Copy out the lines of the listing below, from the line containing "Where can the undermount" through the line containing "point(89, 250)", inclusive, reproducing each one without change.

-- start of DATA TO USE --

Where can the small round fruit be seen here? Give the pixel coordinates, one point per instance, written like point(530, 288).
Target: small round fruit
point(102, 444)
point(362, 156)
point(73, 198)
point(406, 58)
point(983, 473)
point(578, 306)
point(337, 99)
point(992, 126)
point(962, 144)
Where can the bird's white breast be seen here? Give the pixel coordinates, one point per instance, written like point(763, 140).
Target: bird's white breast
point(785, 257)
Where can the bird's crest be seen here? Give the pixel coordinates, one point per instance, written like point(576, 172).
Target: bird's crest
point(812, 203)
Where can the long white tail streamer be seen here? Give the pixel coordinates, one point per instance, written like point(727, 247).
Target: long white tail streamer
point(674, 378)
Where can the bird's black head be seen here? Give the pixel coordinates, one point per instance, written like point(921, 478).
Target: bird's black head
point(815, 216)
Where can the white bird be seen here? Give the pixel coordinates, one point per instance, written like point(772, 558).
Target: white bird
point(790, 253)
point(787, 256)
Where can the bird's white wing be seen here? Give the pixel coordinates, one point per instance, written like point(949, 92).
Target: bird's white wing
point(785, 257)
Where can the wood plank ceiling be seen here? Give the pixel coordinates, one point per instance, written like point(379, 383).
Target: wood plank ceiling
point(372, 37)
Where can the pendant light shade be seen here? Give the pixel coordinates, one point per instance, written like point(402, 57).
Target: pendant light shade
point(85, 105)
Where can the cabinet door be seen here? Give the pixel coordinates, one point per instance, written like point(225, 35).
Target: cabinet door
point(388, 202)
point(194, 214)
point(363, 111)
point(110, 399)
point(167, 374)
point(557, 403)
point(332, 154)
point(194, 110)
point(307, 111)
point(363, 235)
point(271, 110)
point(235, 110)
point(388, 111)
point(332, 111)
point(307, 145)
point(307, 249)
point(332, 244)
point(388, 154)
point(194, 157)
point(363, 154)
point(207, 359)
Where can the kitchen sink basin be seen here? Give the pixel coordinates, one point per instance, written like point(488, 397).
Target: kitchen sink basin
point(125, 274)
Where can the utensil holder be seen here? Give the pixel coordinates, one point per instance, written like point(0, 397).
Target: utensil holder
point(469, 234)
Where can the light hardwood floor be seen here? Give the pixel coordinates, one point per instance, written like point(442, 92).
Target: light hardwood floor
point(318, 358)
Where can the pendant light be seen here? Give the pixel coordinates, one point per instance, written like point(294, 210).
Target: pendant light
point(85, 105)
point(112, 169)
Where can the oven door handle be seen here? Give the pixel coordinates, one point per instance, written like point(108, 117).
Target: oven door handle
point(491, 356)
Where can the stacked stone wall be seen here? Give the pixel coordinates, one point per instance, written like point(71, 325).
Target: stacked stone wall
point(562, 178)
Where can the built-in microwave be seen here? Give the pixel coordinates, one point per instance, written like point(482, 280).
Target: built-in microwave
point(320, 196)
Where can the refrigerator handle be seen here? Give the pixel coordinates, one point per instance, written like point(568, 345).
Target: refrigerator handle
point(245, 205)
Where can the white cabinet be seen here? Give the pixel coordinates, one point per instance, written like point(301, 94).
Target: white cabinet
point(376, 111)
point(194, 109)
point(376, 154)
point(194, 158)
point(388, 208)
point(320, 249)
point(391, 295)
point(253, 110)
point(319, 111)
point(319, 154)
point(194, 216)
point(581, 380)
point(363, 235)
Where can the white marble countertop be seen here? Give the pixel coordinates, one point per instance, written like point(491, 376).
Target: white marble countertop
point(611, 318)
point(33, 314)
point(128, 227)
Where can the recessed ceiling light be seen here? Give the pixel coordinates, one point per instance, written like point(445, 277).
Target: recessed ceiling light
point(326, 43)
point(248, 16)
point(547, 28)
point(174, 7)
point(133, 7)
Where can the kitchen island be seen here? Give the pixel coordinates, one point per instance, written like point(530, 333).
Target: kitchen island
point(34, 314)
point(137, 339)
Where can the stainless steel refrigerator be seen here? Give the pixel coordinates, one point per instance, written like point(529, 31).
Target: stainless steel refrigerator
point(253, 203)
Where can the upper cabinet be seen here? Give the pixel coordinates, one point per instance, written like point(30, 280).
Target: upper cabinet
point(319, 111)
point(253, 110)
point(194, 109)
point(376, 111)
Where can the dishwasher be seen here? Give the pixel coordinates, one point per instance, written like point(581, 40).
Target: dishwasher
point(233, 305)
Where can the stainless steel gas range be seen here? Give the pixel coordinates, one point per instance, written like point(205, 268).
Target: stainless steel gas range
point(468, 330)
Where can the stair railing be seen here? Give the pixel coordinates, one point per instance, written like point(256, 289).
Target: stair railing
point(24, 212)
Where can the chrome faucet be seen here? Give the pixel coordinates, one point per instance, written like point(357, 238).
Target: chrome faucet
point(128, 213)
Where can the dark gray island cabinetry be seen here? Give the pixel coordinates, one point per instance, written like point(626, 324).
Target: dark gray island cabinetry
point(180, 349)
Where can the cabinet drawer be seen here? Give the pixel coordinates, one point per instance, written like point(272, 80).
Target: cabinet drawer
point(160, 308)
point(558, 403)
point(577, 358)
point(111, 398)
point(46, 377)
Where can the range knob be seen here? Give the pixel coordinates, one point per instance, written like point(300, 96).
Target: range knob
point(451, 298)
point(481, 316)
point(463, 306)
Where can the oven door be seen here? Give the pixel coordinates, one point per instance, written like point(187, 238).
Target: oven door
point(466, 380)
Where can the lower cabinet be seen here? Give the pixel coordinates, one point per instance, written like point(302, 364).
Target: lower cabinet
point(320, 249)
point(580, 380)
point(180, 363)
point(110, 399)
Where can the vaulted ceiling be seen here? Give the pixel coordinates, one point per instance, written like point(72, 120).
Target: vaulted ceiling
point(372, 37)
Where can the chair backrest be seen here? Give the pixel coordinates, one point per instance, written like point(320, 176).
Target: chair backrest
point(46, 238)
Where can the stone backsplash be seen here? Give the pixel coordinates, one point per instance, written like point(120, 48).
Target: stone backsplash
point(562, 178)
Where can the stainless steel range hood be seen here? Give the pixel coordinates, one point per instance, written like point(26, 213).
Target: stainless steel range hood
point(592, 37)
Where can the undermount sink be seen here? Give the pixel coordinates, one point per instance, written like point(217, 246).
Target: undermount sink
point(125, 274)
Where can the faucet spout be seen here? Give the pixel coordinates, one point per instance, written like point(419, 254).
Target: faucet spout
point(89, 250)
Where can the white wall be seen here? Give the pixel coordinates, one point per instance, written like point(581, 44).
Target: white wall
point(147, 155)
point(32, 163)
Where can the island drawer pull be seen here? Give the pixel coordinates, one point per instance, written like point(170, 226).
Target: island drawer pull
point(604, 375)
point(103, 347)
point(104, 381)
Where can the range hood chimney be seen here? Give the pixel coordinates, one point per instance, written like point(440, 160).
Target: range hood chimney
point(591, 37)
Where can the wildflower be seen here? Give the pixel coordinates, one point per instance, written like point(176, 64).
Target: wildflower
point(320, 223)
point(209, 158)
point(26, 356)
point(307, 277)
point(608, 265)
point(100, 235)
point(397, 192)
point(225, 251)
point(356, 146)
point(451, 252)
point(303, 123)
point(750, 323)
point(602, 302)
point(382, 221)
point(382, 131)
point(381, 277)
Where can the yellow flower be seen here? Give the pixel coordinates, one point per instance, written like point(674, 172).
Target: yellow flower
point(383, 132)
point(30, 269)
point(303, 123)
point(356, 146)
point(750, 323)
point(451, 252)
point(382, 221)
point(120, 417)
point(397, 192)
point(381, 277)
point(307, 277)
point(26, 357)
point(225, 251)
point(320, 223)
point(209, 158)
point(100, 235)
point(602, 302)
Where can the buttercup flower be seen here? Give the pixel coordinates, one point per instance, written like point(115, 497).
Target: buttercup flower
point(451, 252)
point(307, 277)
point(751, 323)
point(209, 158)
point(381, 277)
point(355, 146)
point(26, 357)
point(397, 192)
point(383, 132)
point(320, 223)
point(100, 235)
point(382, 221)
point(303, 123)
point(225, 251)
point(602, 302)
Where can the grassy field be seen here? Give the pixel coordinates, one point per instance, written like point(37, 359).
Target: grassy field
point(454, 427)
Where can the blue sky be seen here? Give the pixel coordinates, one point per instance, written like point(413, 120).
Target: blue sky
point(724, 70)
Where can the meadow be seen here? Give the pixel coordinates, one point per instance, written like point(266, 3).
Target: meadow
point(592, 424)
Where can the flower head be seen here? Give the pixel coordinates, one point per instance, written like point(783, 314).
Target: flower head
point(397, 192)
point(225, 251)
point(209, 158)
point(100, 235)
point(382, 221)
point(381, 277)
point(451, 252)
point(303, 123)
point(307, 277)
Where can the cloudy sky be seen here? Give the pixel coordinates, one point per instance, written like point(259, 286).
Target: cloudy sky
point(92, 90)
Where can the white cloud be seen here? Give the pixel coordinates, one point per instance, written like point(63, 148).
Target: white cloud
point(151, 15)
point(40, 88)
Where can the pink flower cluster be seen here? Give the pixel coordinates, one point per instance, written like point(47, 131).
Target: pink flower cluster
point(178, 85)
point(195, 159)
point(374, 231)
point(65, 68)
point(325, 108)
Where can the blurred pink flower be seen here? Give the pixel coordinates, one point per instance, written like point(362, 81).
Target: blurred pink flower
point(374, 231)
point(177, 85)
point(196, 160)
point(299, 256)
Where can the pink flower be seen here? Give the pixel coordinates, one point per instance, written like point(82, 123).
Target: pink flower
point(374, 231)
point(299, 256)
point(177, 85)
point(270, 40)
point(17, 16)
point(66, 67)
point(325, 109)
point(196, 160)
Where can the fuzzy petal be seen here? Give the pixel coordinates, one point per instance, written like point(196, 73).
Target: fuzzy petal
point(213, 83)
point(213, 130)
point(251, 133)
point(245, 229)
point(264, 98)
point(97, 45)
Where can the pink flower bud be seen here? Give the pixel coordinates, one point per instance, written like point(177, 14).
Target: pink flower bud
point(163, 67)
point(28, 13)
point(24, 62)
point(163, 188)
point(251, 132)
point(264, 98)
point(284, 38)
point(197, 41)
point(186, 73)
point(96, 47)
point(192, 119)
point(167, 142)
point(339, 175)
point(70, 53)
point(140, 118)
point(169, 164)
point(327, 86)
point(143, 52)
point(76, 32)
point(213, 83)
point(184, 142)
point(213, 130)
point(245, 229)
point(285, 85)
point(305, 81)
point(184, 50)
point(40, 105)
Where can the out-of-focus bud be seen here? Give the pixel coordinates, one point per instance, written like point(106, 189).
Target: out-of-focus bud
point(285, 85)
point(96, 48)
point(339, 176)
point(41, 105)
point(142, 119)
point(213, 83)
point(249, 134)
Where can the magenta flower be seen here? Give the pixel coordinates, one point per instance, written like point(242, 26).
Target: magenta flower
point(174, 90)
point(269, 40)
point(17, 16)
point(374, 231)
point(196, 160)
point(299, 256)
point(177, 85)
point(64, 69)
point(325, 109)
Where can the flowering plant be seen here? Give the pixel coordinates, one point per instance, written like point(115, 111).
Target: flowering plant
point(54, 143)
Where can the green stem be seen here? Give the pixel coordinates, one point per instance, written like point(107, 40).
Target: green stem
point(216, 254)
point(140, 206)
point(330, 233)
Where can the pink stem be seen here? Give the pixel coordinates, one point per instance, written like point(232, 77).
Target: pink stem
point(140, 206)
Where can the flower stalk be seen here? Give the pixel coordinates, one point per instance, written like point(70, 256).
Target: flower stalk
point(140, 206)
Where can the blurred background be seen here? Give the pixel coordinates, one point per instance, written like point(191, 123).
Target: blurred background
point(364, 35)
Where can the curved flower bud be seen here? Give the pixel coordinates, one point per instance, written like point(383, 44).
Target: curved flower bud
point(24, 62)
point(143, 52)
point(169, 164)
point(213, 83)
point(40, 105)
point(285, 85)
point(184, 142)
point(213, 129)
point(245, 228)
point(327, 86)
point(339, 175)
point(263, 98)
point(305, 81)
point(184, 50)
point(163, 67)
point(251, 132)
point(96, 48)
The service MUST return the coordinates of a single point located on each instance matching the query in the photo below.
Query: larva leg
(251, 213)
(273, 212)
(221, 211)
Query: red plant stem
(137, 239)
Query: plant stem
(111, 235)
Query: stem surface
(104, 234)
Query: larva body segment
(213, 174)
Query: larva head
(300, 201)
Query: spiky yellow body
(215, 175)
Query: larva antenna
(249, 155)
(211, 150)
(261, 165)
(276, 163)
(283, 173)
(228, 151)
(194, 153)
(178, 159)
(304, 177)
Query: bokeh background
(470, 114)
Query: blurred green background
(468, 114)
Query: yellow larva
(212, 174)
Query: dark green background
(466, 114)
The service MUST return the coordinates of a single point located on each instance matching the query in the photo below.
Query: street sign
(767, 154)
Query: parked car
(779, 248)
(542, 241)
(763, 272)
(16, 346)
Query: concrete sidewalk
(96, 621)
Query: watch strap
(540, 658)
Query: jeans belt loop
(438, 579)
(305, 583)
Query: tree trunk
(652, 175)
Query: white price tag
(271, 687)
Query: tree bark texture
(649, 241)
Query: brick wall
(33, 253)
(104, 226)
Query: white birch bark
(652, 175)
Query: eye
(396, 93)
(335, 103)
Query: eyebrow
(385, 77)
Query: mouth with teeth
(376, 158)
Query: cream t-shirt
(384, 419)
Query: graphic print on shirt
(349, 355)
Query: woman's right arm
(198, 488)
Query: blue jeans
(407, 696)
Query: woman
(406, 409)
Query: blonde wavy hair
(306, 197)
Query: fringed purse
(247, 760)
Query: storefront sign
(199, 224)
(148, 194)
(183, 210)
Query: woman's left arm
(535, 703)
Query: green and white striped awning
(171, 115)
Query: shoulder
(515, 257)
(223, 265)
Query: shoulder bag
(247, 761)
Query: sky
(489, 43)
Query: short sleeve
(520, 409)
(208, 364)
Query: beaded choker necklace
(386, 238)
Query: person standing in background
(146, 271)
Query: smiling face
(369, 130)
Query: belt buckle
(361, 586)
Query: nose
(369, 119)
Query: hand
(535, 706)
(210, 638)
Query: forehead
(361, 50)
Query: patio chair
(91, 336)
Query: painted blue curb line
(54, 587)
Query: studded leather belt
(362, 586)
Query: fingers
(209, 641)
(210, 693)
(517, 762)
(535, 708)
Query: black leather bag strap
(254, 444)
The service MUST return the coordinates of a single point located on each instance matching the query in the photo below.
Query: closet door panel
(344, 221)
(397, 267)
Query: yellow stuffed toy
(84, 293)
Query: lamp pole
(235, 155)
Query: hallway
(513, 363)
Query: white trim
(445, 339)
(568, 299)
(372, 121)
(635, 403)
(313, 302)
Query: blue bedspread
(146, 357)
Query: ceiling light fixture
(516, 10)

-- end of DATA TO USE --

- RIGHT ANSWER
Where can the undermount sink be seen here? Give the pixel coordinates, one point per instance, written like point(217, 246).
Target: undermount sink
point(125, 274)
Where can the faucet spout be seen here? Give the pixel coordinates, one point per instance, written like point(419, 254).
Target: faucet spout
point(89, 250)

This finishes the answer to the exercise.